## EXERCISE DIRECTIONS
The reply is to contain the full listing, repeated exactly, with pictures left out.
<<<<
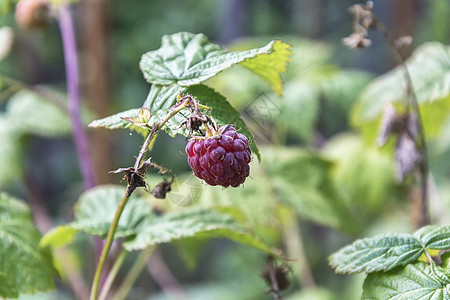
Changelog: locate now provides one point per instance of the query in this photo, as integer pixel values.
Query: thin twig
(275, 289)
(74, 103)
(412, 100)
(112, 274)
(110, 237)
(107, 246)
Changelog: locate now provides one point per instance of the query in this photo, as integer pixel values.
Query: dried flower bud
(33, 14)
(357, 40)
(403, 41)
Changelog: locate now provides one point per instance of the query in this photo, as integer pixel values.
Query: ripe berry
(221, 159)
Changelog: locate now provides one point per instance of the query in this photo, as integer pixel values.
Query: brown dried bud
(33, 14)
(356, 40)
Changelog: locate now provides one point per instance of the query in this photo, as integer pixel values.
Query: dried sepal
(134, 177)
(356, 40)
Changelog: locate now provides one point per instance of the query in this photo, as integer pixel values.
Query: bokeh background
(321, 87)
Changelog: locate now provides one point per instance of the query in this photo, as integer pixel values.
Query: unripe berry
(221, 159)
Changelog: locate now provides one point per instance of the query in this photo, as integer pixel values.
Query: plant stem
(110, 237)
(74, 103)
(107, 247)
(133, 274)
(112, 275)
(424, 169)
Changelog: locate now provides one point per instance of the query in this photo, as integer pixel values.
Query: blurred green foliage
(321, 182)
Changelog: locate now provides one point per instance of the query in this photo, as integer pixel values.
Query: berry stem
(110, 237)
(107, 247)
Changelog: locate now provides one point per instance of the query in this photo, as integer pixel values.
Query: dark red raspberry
(221, 159)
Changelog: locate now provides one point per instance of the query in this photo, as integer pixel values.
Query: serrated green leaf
(11, 161)
(380, 253)
(33, 115)
(414, 281)
(141, 227)
(58, 237)
(188, 223)
(118, 121)
(188, 59)
(269, 66)
(435, 237)
(96, 207)
(429, 67)
(25, 268)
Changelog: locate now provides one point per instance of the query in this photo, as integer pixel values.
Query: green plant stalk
(112, 275)
(123, 201)
(107, 247)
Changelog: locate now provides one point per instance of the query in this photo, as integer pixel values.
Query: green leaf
(25, 268)
(380, 253)
(191, 222)
(414, 281)
(118, 121)
(429, 67)
(434, 237)
(96, 207)
(366, 192)
(302, 180)
(141, 227)
(33, 115)
(6, 41)
(269, 66)
(58, 237)
(188, 59)
(11, 160)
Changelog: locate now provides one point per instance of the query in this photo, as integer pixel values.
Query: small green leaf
(119, 121)
(188, 223)
(33, 115)
(302, 181)
(25, 267)
(429, 67)
(58, 237)
(6, 41)
(435, 237)
(269, 66)
(96, 207)
(11, 160)
(414, 281)
(380, 253)
(188, 59)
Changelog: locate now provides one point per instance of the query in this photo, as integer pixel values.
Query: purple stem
(74, 104)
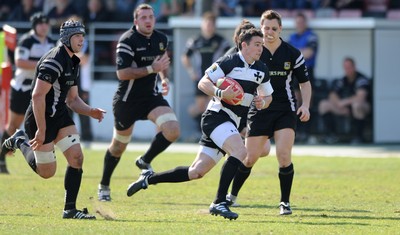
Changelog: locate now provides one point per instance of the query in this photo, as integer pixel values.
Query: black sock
(177, 175)
(110, 162)
(72, 183)
(359, 128)
(242, 174)
(329, 123)
(3, 154)
(158, 145)
(29, 155)
(228, 171)
(286, 179)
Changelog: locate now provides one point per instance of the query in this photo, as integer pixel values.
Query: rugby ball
(223, 83)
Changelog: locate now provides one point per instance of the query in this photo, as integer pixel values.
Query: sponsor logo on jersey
(119, 60)
(286, 66)
(162, 47)
(213, 68)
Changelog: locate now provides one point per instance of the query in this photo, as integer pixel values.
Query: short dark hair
(270, 15)
(141, 7)
(244, 25)
(247, 35)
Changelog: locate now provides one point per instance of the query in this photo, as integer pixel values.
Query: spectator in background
(62, 11)
(30, 48)
(204, 49)
(306, 41)
(349, 97)
(23, 11)
(6, 7)
(96, 11)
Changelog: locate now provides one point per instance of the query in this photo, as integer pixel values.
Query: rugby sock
(359, 126)
(159, 144)
(286, 179)
(110, 162)
(329, 123)
(228, 171)
(242, 174)
(179, 174)
(72, 183)
(28, 155)
(3, 153)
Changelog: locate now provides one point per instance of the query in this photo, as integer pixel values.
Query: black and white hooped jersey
(205, 51)
(29, 47)
(137, 50)
(286, 63)
(62, 71)
(252, 77)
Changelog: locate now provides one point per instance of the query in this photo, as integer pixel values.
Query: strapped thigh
(66, 142)
(166, 117)
(44, 157)
(213, 153)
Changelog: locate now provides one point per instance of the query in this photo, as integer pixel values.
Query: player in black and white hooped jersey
(47, 122)
(221, 120)
(31, 46)
(142, 59)
(279, 120)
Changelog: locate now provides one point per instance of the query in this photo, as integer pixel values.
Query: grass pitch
(329, 196)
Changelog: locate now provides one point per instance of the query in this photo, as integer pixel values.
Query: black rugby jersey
(62, 71)
(137, 50)
(253, 78)
(29, 47)
(286, 63)
(206, 51)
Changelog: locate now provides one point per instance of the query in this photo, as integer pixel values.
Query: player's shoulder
(56, 55)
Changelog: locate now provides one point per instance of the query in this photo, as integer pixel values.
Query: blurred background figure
(31, 46)
(96, 11)
(350, 96)
(200, 54)
(306, 41)
(23, 11)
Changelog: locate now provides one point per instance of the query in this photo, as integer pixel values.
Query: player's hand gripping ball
(223, 83)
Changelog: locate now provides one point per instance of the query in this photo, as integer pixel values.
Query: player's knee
(76, 160)
(46, 170)
(265, 151)
(117, 148)
(240, 152)
(172, 131)
(46, 174)
(195, 173)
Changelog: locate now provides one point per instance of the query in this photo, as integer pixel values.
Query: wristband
(149, 69)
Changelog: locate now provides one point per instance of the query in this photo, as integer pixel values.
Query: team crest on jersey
(162, 47)
(286, 66)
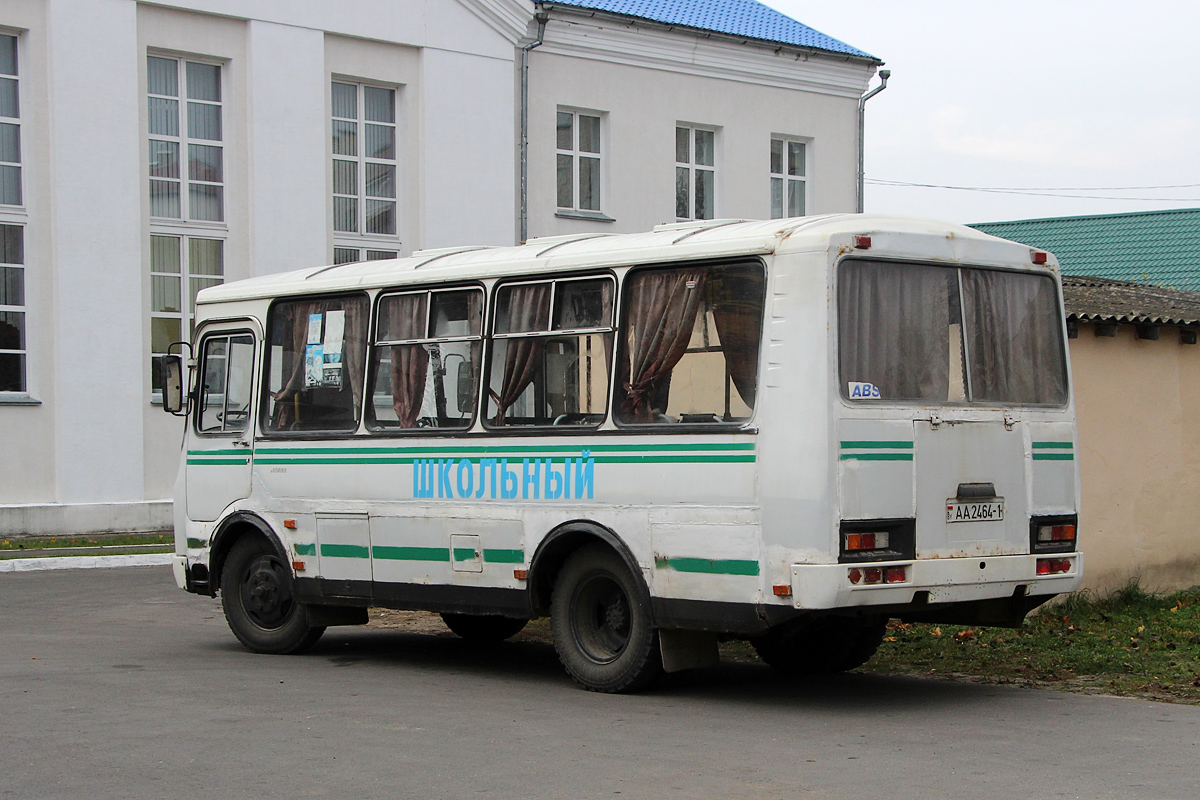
>>>>
## RESPONSE TO THE TASK
Changelog: locate now provides one point per instance of the query in this photo, as integer pixel values.
Query: thin twig
(275, 289)
(74, 103)
(412, 100)
(112, 274)
(110, 237)
(107, 246)
Changelog: locate now provides one point per instance of the query in this photo, as integer pixel values.
Query: dried flower bud
(33, 14)
(357, 40)
(403, 41)
Changelog: locate now provides one point per instance of the query in this photo, as integer pixel values.
Query: ripe berry
(221, 159)
Changelog: locate now provides one point per instance of the query in this photo, as integer pixel values.
Query: brown dried bud
(33, 14)
(356, 40)
Changelog: locate now provides one point per instance of the query in this photo, as integer pixel values.
Query: dried sepal
(134, 177)
(356, 40)
Changelog: locate now provides one point per instance of the query in this photo, as integer pixel values.
Query: bokeh background
(321, 87)
Changelog: locate now provides one point per instance of the query in this photo, as integer pixel values.
Query: unripe berry
(221, 159)
Changelog: locate now provides one point per instance of the query in this photo, as integer pixel values.
Query: plant stem
(110, 237)
(74, 103)
(107, 247)
(133, 274)
(112, 275)
(424, 169)
Changelog: locate now provides one point per instance of the query in this photo, as integer pixel values.
Query: blurred green foliage
(321, 182)
Changelog: locate now provides one point per instance of the query in this photo, as integer pixel values.
Query: berry stem
(110, 237)
(107, 247)
Changelog: locate now provides one point per instance of the query in this photo, as integer pixel values.
Query: dark red raspberry
(221, 159)
Changelog: locate now provides one point per instance of the query in this photo, as integer pixel values.
Query: serrated green leaf
(11, 161)
(380, 253)
(33, 115)
(414, 281)
(141, 227)
(58, 237)
(188, 223)
(118, 121)
(188, 59)
(269, 66)
(435, 237)
(96, 207)
(429, 67)
(25, 268)
Changelog: locate now provides one point per instance of the query in this photo, as integer pixel values.
Query: green plant stalk
(112, 275)
(123, 201)
(107, 247)
Changelog: locate now provides one point per instance of the query in this photo, as integer pixel values.
Query: green leaf
(25, 268)
(380, 253)
(191, 222)
(414, 281)
(118, 121)
(429, 67)
(434, 237)
(96, 207)
(366, 192)
(302, 180)
(141, 227)
(33, 115)
(6, 41)
(269, 66)
(58, 237)
(188, 59)
(11, 160)
Changelog: locate now provides one point per instance of the query in this photo, as integer pixel values.
Query: small green leaf
(119, 121)
(188, 223)
(33, 115)
(302, 181)
(25, 267)
(429, 67)
(58, 237)
(6, 41)
(435, 237)
(269, 66)
(96, 207)
(11, 160)
(414, 281)
(380, 253)
(188, 59)
Changelog: locate now provides one point per instance of the query in this photo, as integer pixel values.
Query: purple stem
(74, 104)
Changelog: locate now provides one point per instance of the query in this photo, as integer pixel values.
Query: black sock
(177, 175)
(110, 162)
(72, 183)
(359, 128)
(242, 174)
(329, 123)
(3, 154)
(158, 145)
(29, 155)
(228, 171)
(286, 179)
Changelog: locate now provides one point per instance of the query in this photo, as integer pixel values.
Query: rugby ball
(223, 83)
Changelog: locate now provides one point per instance of the query in this photo, as integer pixel values.
Query: sponsor logo on jersey
(119, 60)
(286, 66)
(162, 47)
(213, 68)
Changelog: locate now provides one point per instance of the query in this photo, as integer pixel values.
Query: short dark hair
(270, 15)
(141, 7)
(244, 25)
(247, 35)
Changelog: locate now provides one point per instance of the query in this photo, as integer pixel values.
Query: spectator in background
(62, 11)
(30, 48)
(204, 49)
(306, 41)
(349, 97)
(23, 11)
(6, 7)
(96, 11)
Changelog: locate now provides one point per instance of the query in this photo, as integer pixel values.
Query: rugby sock
(359, 126)
(159, 144)
(286, 179)
(110, 162)
(329, 123)
(228, 171)
(242, 174)
(179, 174)
(72, 183)
(28, 155)
(3, 153)
Changelog: locate now provides one point per instance of the query in this photo, as integer pixel values.
Query: black and white hooped jersey
(205, 51)
(29, 47)
(137, 50)
(286, 63)
(62, 71)
(252, 77)
Changelog: locate now provides one point per instance of the query in this photo, as integer pixel values.
Query: strapped thigh
(66, 142)
(166, 117)
(44, 157)
(213, 153)
Changelog: locate now provides one point per instance of the query in this photo, as integer pixel values.
Query: player in black and white hooped jersey
(47, 122)
(221, 120)
(31, 46)
(142, 59)
(279, 120)
Changelog: locate now provides one point per instance of the query in this photo, as integer pixel values.
Query: grass pitch
(329, 196)
Changelog: locate now provides one point per instance of the query in this photo, as integer pixel values.
Query: black rugby jersey
(62, 71)
(137, 50)
(253, 78)
(29, 47)
(286, 63)
(206, 51)
Changelog: locate now provides one point per instance of the query in this photo, as integer pixel values.
Query: player's shoulder
(56, 55)
Changelog: locate now provides one point per instance of the query in this photo, as integer pixel values.
Query: blurred background figure
(31, 46)
(96, 11)
(350, 96)
(200, 54)
(306, 41)
(23, 11)
Changelog: locate now provides one point per instance of the query in this photo, as integer pixel values.
Query: player's hand gripping ball
(223, 83)
Changelog: locate now provides one point per instance of the query in this photo, as integer pixel values.
Query: player's knee
(76, 160)
(46, 170)
(265, 151)
(117, 148)
(240, 152)
(172, 131)
(46, 174)
(195, 173)
Changelog: locate now provides one point per instance of the query in this photo, as integer pixel values.
Query: wristband
(149, 69)
Changelog: locate now provides one point per instance of the query in this photo, as integer pixel values.
Query: team crest on jersey
(162, 47)
(286, 66)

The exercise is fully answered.